----- Estratto -----

TASSA DI SOGGIORNO? INVESTIRE IN COMUNICAZIONE di Vincenzo Campo

A poco meno di due mesi dall’introduzione ad Agrigento della tassa di soggiorno, si apre il dibattito sull’utilizzo dei relativi proventi e si fanno più forti i dubbi che già s’avanzavano ancora prima dell’introduzione stessa sul possibile sviamento dal fine dichiarato, che è l’utilizzo a fini turistici.

La mia idea di base sulla questione dell’utilizzo di tali nuove entrate, muove dal presupposto per il quale Agrigento non è una città a vocazione turistica, come recita un fastidioso refrain che tutti ripetiamo senza coglierne il senso, ma, in realtà è già una città turistica; turistica punto e basta, e forse con una scarsa vocazione turistica, se la vocazione è quella sorta di forte chiamata che viene da Sfere alte e importanti.

Una città a vocazione turistica è una città che turistica non è –o che non lo è ancora-, cioè che non è visitata, ma che sente il desiderio forte di diventarlo; una città che sa di avere un patrimonio artistico o culturale o storico o di divertimento o di tutte queste cose insieme, che sa di possedere attrattive che possono interessare persone che vivono altrove, ma che, invece, non è visitata.

Dal mio punto di vista, Burgio o Naro o anche Palma di Montechiaro, per fare solo degli esempi, sono città che possono diventare turistiche, ma che non lo sono o lo sono solo in minima parte; città che possono acquisire una vocazione turistica se “colpite” una chiamata analoga a quella che fece diventare Paolo di Tarso da persecutore di cristiani ad apostolo e Santo o anche Martin Lutero, da aspirante leguleio a Monaco agostiniano prima e fondatore di una chiesa dopo,.

-----

Richiesta scritta: Scrivi il seguito dell'articolo sulla tassa di soggiorno ad Agrigento, riprendendo subito dopo la sua ultima frase.

----- Righe fornite -----

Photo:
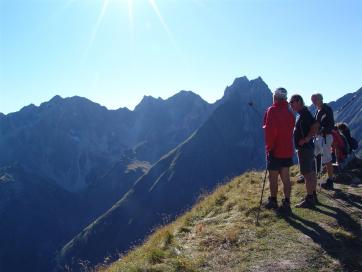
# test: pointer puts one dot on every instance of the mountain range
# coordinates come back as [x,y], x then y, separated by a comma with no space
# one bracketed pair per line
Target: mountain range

-----

Risposta:
Se questo è vero, se è vero che Agrigento è già una città turistica, se è vero che è già meta di un numero rilevante di persone che vi viene e la visita o ne visita sue parti, qualunque utilizzo dei proventi della tassa di soggiorno sarà di tipo “turistico”; pur a sforzarsi non viene in mente nulla che possa rappresentare un uso non turistico di questo denaro.

Togliere le erbacce dai cigli di qualunque sua strada, centrale e non, sgomberare i cumuli di spazzatura, rimuovere le cisterne d’eternit e in particolare quella posta all’ingresso dell’Ipogeo Giacatello, sulla quale in maniera casuale e tuttavia artistica s’adagia un delicato paio di scarpe rosa da donna (opera post-moderna da attribuire, forse, a Igor Mondezzaj), illuminare la via Petrarca, creare sistemi di drenaggio delle acque nella via dei Fiumi (nomina sunt cosequentia rerum?), impedire il parcheggio in dodicesima fila con le prime dieci libere, costruire, ove possibile, delle rotatorie, adornare la città, dotarla di un sistema efficiente di mezzi pubblici… tutto è turistico e tutto serve a dare all’ospite che, malgrado tutto questo, già viene e ci visita. Perché Agrigento è turistica, malgrado la mancata vocazione, forse; laicamente tursistica.

Queste cose pur minime e minimali, sono così tante che non si sa quante tasse di soggiorno servirebbero e serviranno per realizzarle.

E tuttavia, io credo, la priorità devono averla due cose-se è possibile, e questo, se è possibile, non lo so: innanzi tutto una prima risistemazione che dia un minimo di decoro al Centro storico, a Girgenti, se vogliamo chiamarlo così, e che ci consenta di presentarlo senza doverci vergognare troppo; in secondo luogo l’impiego di risorse nella comunicazione, nel far conoscere e nel far sapere al mondo che Agrigento non è solo Akragas, non è solo Agrigentum, ma che è anche Kerkent e Girgenti; che lo splendore dorico di Akragas si coniuga con gli archi e i cortili del Rabato di Kerkent, con i ceselli chiaramontani di Santo Spirito e del Conventino, con gli stucchi serpottiani e col barocco stupefacente della Chiesa di Santo Spirito, con la sapienza e la scienza conservate in quel meraviglioso scrigno che è la Lucchesiana… con tutto quanto è tenuto nascosto alla vista dagli orribili tolli che sfidano il Padreterno, proprio là, in alto, dov’Egli si dice stia; che costituiscono una paratia che, impenetrabile alla vista di chi guarda verso la città, e che devono essere abbattuti, quanto meno logicamente se non fisicamente.

Nessuno, fuori da qui, sa di questo inestimabile patrimonio e neanche noi agrigentini forse lo riconosciamo come vero e proprio patrimonio.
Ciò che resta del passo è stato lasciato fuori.